__WORK TO DO__
Output every line of the records below as a numbered list, skipping any blank lines.

Collected data entries

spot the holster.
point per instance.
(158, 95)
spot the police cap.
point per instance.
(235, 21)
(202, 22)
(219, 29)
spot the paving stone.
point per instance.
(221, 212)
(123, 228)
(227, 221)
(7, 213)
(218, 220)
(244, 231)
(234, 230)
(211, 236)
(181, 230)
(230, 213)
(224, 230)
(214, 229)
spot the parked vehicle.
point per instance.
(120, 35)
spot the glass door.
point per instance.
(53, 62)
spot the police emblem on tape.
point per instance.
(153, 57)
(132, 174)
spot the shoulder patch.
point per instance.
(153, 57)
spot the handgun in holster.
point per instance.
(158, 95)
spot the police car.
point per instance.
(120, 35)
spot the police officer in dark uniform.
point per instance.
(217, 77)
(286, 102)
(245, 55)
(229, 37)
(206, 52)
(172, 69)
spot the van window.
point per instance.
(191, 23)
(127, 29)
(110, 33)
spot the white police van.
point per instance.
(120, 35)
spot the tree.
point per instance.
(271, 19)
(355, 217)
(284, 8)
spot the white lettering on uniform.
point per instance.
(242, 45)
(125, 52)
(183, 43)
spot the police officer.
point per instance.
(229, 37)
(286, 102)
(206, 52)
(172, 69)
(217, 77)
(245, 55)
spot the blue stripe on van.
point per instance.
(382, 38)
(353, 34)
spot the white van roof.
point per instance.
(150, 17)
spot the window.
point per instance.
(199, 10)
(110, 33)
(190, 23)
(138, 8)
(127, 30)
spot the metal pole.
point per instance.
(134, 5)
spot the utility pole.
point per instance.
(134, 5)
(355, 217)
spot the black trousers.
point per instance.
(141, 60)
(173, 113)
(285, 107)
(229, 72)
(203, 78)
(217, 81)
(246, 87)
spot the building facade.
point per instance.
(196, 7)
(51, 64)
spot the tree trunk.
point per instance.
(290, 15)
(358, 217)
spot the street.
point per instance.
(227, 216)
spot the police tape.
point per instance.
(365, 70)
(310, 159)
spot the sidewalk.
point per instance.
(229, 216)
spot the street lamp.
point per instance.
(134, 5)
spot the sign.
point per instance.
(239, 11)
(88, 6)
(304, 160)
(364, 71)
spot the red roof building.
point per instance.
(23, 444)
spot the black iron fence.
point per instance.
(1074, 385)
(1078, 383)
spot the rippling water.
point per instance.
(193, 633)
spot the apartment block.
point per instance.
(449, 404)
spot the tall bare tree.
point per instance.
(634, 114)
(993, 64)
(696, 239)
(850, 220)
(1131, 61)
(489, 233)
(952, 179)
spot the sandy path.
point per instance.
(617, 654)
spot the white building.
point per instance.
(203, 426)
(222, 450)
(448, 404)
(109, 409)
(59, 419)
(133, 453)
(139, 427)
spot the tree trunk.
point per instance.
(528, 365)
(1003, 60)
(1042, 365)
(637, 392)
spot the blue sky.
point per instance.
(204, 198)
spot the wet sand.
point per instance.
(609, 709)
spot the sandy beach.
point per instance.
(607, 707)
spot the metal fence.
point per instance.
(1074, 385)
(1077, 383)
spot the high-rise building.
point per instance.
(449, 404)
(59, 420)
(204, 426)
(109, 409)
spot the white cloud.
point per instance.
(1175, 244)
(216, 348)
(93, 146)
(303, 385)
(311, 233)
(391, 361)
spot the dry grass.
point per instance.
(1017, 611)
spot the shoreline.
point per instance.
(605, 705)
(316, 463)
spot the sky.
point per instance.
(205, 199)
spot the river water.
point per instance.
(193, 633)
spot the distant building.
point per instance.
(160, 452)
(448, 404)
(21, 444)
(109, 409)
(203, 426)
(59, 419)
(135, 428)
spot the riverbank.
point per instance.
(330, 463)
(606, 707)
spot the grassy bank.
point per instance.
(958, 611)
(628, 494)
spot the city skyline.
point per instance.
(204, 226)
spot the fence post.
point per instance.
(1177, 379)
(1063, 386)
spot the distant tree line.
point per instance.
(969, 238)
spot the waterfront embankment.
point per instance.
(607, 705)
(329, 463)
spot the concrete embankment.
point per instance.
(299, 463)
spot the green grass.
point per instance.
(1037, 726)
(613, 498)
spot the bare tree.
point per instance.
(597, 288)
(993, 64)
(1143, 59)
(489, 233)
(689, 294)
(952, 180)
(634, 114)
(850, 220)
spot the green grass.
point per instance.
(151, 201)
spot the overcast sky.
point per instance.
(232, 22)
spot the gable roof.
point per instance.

__TASK SOLUTION__
1. spot the holster.
2. point per instance.
3. (158, 95)
4. spot the police cap.
5. point per instance.
6. (235, 21)
7. (202, 22)
8. (219, 29)
9. spot the paving stone.
10. point per instance.
11. (221, 212)
12. (123, 228)
13. (227, 221)
14. (7, 213)
15. (218, 220)
16. (244, 231)
17. (234, 230)
18. (211, 236)
19. (181, 230)
20. (230, 213)
21. (224, 230)
22. (214, 229)
23. spot the parked vehicle.
24. point per instance.
25. (120, 35)
26. spot the glass door.
27. point per instance.
28. (53, 62)
29. spot the police emblem on tape.
30. point per instance.
31. (153, 57)
32. (132, 174)
33. spot the shoulder patch.
34. point per instance.
35. (153, 57)
36. spot the handgun in holster.
37. point per instance.
38. (158, 95)
39. spot the police car.
40. point per instance.
41. (120, 35)
42. spot the police officer in dark uniform.
43. point per instance.
44. (217, 77)
45. (286, 102)
46. (245, 55)
47. (229, 37)
48. (206, 52)
49. (172, 69)
50. spot the van window.
51. point per instance.
52. (191, 23)
53. (127, 29)
54. (110, 33)
55. spot the white police van.
56. point per instance.
57. (120, 35)
58. spot the tree.
59. point per instance.
60. (271, 19)
61. (355, 217)
62. (284, 8)
63. spot the white lettering on uniform.
64. point per instance.
65. (242, 45)
66. (125, 52)
67. (183, 43)
68. spot the police officer.
69. point per instance.
70. (229, 37)
71. (286, 102)
72. (206, 52)
73. (172, 69)
74. (217, 77)
75. (245, 55)
76. spot the blue stripe on van.
77. point per instance.
78. (382, 38)
79. (353, 34)
80. spot the white van roof.
81. point per instance.
82. (150, 17)
83. spot the window.
84. point per instance.
85. (199, 10)
86. (110, 33)
87. (190, 23)
88. (138, 8)
89. (127, 30)
90. spot the metal pole.
91. point per instance.
92. (134, 5)
93. spot the utility pole.
94. point per instance.
95. (134, 5)
96. (355, 217)
97. spot the black trousers.
98. point per instance.
99. (141, 60)
100. (173, 113)
101. (285, 107)
102. (229, 72)
103. (203, 78)
104. (217, 81)
105. (246, 87)
106. spot the building facade.
107. point per instance.
108. (196, 7)
109. (51, 64)
110. spot the tree trunk.
111. point per instance.
112. (290, 15)
113. (358, 217)
114. spot the street.
115. point per instance.
116. (227, 216)
117. spot the police tape.
118. point per instance.
119. (365, 70)
120. (310, 159)
121. spot the sidewalk.
122. point per instance.
123. (229, 216)
124. spot the street lamp.
125. point per instance.
126. (134, 5)
127. spot the sign.
128. point per instance.
129. (239, 11)
130. (88, 6)
131. (304, 160)
132. (364, 71)
133. spot the red roof building.
134. point per instance.
135. (23, 444)
136. spot the black iron fence.
137. point per instance.
138. (1074, 385)
139. (1078, 383)
140. spot the rippling water.
141. point per instance.
142. (193, 633)
143. spot the apartment block.
144. point per instance.
145. (449, 404)
146. spot the tall bare tree.
147. point per instance.
148. (634, 114)
149. (993, 64)
150. (696, 239)
151. (850, 220)
152. (1131, 61)
153. (489, 233)
154. (952, 179)
155. spot the sandy path.
156. point per instance.
157. (617, 654)
158. spot the white building.
159. point per instance.
160. (203, 426)
161. (222, 450)
162. (448, 404)
163. (109, 409)
164. (59, 419)
165. (133, 453)
166. (139, 427)
167. spot the tree trunk.
168. point per instance.
169. (528, 365)
170. (1003, 60)
171. (1042, 365)
172. (637, 392)
173. spot the blue sky.
174. point per instance.
175. (204, 198)
176. spot the wet sand.
177. point per instance.
178. (609, 709)
179. spot the sandy beach.
180. point per instance.
181. (607, 707)
182. spot the metal fence.
183. point per instance.
184. (1074, 385)
185. (1077, 383)
186. spot the high-rise building.
187. point per instance.
188. (449, 404)
189. (59, 420)
190. (204, 426)
191. (109, 409)
192. spot the white cloud.
193. point per instance.
194. (1175, 244)
195. (216, 348)
196. (93, 146)
197. (303, 385)
198. (311, 233)
199. (391, 361)
200. spot the dry grass.
201. point per instance.
202. (1017, 611)
203. spot the shoreline.
204. point per instance.
205. (605, 705)
206. (316, 463)
207. spot the sky.
208. point per instance.
209. (205, 199)
210. spot the river water.
211. point per instance.
212. (193, 633)
213. spot the distant building.
214. point per instance.
215. (160, 452)
216. (448, 404)
217. (21, 444)
218. (109, 409)
219. (203, 426)
220. (59, 419)
221. (135, 428)
222. spot the riverbank.
223. point per instance.
224. (330, 463)
225. (606, 707)
226. spot the grassy bank.
227. point per instance.
228. (958, 611)
229. (628, 494)
230. spot the city skyline.
231. point per instance.
232. (204, 226)
233. spot the fence post.
234. point per instance.
235. (1177, 379)
236. (1063, 386)
237. spot the distant tree line.
238. point per instance.
239. (969, 238)
240. spot the waterfront embankment.
241. point per instance.
242. (607, 705)
243. (329, 463)
244. spot the concrete embankment.
245. point per instance.
246. (299, 463)
247. spot the green grass.
248. point per instance.
249. (1037, 726)
250. (613, 498)
251. spot the bare tree.
252. point per instance.
253. (597, 288)
254. (993, 64)
255. (1143, 59)
256. (489, 233)
257. (689, 294)
258. (952, 180)
259. (634, 114)
260. (850, 220)
261. spot the green grass.
262. point per instance.
263. (151, 201)
264. spot the overcast sky.
265. point per instance.
266. (232, 22)
267. spot the gable roof.
268. point per instance.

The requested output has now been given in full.